> What this exercise asks
1) In the excerpt on child protection, who is cited as saying that perpetrators are often the most confident, plausible and convincing of people?
2) Reproduce the passage from the excerpt on child protection between "My concern throughout" and "deeper attachment issues.", inclusive, copying it word for word.

> Excerpt provided
^^^^^^^^

My concern throughout is for the protection of children and intervention in abusive situations at as early a stage as possible to ensure that their life chances are best fostered. It is well understood by psychologists that perpetrators of controlling and coercive behaviour will often try to separate their victim from outside contact—from friends, family, religious or social groups and even by preventing the means of communication necessary to seek help. As the noble Baroness, Lady Brinton, said, perpetrators are often the most confident, plausible and convincing of people. Their victims, by comparison, are often confused, anxious and timid. Both may have deeper attachment issues.

Here we are concerned with a different direction of travel, namely conscripting the innocent as proxies to alienation as part of a contest with a partner. There are doubtless many versions of this, commonly using a weak or compliant adult proxy, but there is one type that warrants special attention and that is the deliberate enmeshing of the children of a relationship by one party as a tool or lever against the other. No other identifiable category so conveniently presents itself as a vehicle for this leverage; no other proxy is so trustingly vulnerable to exploitation or so readily damaged, both in the short and long terms, by such actions.

It may be a self-justification of the perpetrator that it is for the better protection of the children from the other partner, and it merely invites retaliation by precisely the same means. I have mentioned before the perils of a wholly adversarial and corrosive no-holds-barred approach to sorting out these domestic contests. The resident parent is clearly in a strong position to influence, and issues such as access to children and much else may hang on this. The very presence of children may, paradoxically, prevent the sort of clean break that some might wish for. Typically, the children are and remain the biological offspring of both partners. What they receive from ancestors may influence what they pass down to their own offspring in turn. The toxic adversarial circumstances of a relationship breakdown of adults seems capable of rendering them particular harm. Children, as minors, are entitled to the protection of their parents and, where that fails, to the protection of society. In my opinion, society is bound to take note of those impacts on them that might lead to perpetuation of abuse in future generations.

^^^^^^^^

> Extracted material
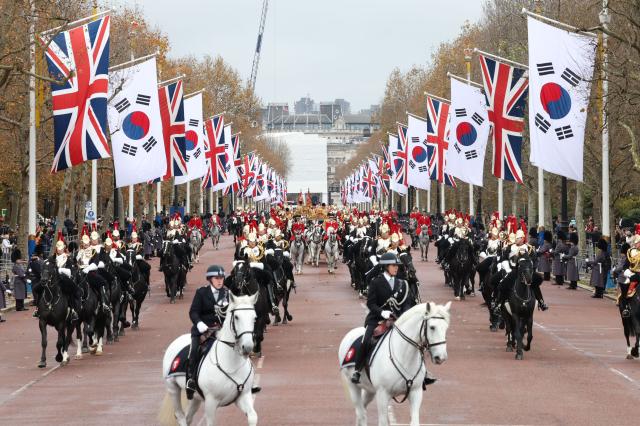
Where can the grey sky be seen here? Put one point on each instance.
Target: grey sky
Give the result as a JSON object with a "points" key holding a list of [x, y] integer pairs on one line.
{"points": [[328, 49]]}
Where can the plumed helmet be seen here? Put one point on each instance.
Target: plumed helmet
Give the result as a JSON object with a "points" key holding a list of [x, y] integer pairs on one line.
{"points": [[215, 271], [602, 244], [389, 259], [573, 237]]}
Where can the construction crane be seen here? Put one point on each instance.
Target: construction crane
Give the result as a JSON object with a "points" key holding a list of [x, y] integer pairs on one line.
{"points": [[256, 56]]}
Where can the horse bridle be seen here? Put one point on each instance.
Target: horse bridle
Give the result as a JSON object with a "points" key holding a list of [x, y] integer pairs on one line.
{"points": [[420, 347]]}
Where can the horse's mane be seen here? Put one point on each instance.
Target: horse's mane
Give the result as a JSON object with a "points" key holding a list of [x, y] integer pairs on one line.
{"points": [[421, 309]]}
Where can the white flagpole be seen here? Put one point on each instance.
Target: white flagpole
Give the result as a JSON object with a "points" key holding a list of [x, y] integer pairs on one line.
{"points": [[158, 197], [500, 198], [32, 121], [188, 207], [467, 58]]}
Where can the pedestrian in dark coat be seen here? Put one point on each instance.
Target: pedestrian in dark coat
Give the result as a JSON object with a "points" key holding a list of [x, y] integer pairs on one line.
{"points": [[20, 284], [571, 259], [545, 255], [600, 268], [558, 266]]}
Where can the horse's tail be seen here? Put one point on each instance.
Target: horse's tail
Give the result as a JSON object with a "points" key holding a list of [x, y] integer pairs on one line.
{"points": [[166, 415]]}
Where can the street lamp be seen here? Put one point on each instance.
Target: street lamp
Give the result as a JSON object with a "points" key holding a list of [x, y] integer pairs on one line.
{"points": [[605, 20]]}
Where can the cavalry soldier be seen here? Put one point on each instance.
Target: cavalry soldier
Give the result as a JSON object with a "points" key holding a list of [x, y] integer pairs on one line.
{"points": [[387, 298], [519, 246], [89, 263], [208, 310], [66, 270], [559, 252], [545, 252], [255, 254], [137, 248]]}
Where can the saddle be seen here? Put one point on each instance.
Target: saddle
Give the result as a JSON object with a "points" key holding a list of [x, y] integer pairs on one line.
{"points": [[378, 334]]}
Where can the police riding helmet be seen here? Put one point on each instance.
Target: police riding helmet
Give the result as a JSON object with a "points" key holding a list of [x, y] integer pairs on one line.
{"points": [[389, 259], [215, 271]]}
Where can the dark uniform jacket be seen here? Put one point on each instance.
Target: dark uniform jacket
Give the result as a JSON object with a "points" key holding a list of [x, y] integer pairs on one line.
{"points": [[378, 298], [203, 308]]}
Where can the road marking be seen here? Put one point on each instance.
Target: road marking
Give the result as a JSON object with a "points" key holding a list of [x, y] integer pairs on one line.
{"points": [[31, 383]]}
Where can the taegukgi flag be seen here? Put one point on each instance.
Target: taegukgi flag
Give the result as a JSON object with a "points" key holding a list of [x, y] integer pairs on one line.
{"points": [[135, 124], [469, 133], [561, 66]]}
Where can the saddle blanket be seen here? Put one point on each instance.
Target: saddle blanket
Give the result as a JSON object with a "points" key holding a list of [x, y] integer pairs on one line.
{"points": [[180, 363]]}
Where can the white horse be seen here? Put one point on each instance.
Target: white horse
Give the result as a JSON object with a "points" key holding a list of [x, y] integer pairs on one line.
{"points": [[423, 241], [195, 241], [315, 245], [214, 232], [331, 251], [226, 374], [398, 369], [296, 250]]}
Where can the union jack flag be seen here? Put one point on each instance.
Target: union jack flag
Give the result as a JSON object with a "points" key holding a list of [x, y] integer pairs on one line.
{"points": [[506, 89], [237, 162], [79, 59], [172, 114], [438, 140], [216, 155], [399, 156]]}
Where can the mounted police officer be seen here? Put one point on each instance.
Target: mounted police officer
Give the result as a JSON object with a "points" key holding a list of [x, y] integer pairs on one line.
{"points": [[207, 311], [387, 297]]}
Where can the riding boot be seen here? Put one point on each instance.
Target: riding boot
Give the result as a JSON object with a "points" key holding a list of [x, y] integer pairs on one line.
{"points": [[192, 366], [272, 298]]}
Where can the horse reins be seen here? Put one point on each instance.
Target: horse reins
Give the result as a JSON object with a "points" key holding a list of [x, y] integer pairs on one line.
{"points": [[420, 347]]}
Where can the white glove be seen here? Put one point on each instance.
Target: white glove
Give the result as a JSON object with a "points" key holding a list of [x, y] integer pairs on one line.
{"points": [[202, 327]]}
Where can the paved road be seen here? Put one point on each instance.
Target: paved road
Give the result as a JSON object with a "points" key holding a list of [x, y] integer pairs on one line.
{"points": [[575, 374]]}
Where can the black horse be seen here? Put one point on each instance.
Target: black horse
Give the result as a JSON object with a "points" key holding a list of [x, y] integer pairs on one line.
{"points": [[87, 316], [460, 258], [174, 273], [140, 285], [518, 309], [245, 280], [53, 310], [631, 325], [283, 277]]}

^^^^^^^^

> Task-by-task answers
1) The noble Baroness, Lady Brinton.

2)
My concern throughout is for the protection of children and intervention in abusive situations at as early a stage as possible to ensure that their life chances are best fostered. It is well understood by psychologists that perpetrators of controlling and coercive behaviour will often try to separate their victim from outside contact—from friends, family, religious or social groups and even by preventing the means of communication necessary to seek help. As the noble Baroness, Lady Brinton, said, perpetrators are often the most confident, plausible and convincing of people. Their victims, by comparison, are often confused, anxious and timid. Both may have deeper attachment issues.